-- Begin Supplied text --
Are there any rust functions for wrapping an iterator that is dependent on a reference so the wrapper contains the referent?

103 Views Asked by At

In this case I want to read integers from standard input such that they are separated by spaces and newline. My first attempt was similar to the following code:

fn splitter(x: String) -> impl Iterator<Item=&'static str> {
    x.as_str().split_whitespace()
}

fn valuereader<A: std::str::FromStr>() -> impl Iterator<Item=A> 
where <A as std::str::FromStr>::Err: std::fmt::Debug
{
    let a = std::io::stdin().lines();
    let b = a.map(Result::unwrap);
    let c = b.flat_map(splitter);
    c.map(|x|x.parse().expect("Not an integer!"))
}

fn main() {
    let temp: Vec<usize> = valuereader().collect();
    println!("{:?}", temp);
}

The problem is that split_whitespace wants a &str, but std::io::stdin().lines() returns an owned String. I don't want to use x.as_str().split_whitespace().collect(), because I don't want to allocate a temporary vector.

The best solution I could come up with was to use a wrapper that contains the owned String and the iterator that depends on the String, using unsafe code. The wrapper's implementation of Iterator is simply a wrapper for the iterator that depends on the String. This was the result:

mod move_wrapper {
    use std::pin::Pin;
    pub fn to_wrapper<'b, A: 'b, F, B: 'b> (a: A, f: F) -> Wrapper<A,B>
    where
        F: FnOnce (&'b A) -> B
    {
        let contained_a = Box::pin(a);
        // Here is the use of unsafe. It is necessary to create a reference to a that can live as long as long as needed.
-- End Supplied text --
-- Begin Supplied material --
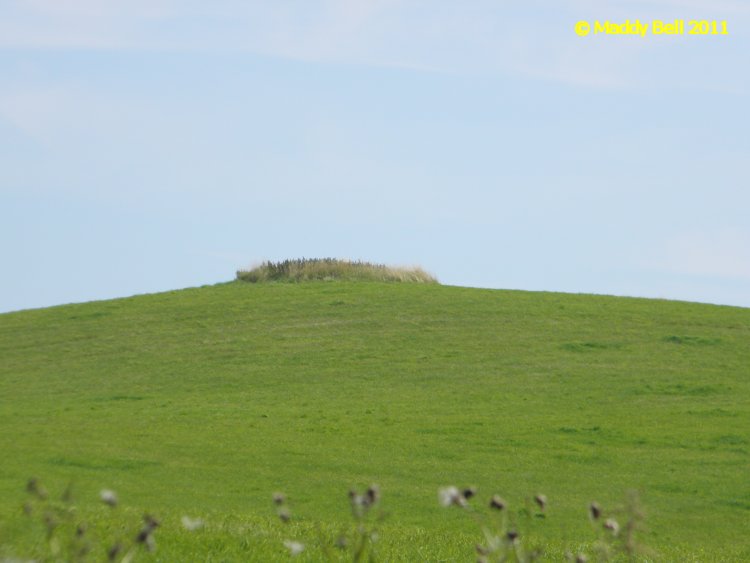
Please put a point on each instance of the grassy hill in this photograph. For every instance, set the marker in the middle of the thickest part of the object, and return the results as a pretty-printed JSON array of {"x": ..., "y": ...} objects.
-- End Supplied material --
Answer these about the Rust iterator thread:
1. What type does the asker say std::io::stdin().lines() returns?
2. What does the asker want to avoid by not using x.as_str().split_whitespace().collect()?
3. In to_wrapper, which call is used to create contained_a from a?
None of the material is needed here.

### Correct answer
1. An owned String.
2. Allocating a temporary vector.
3. Box::pin(a).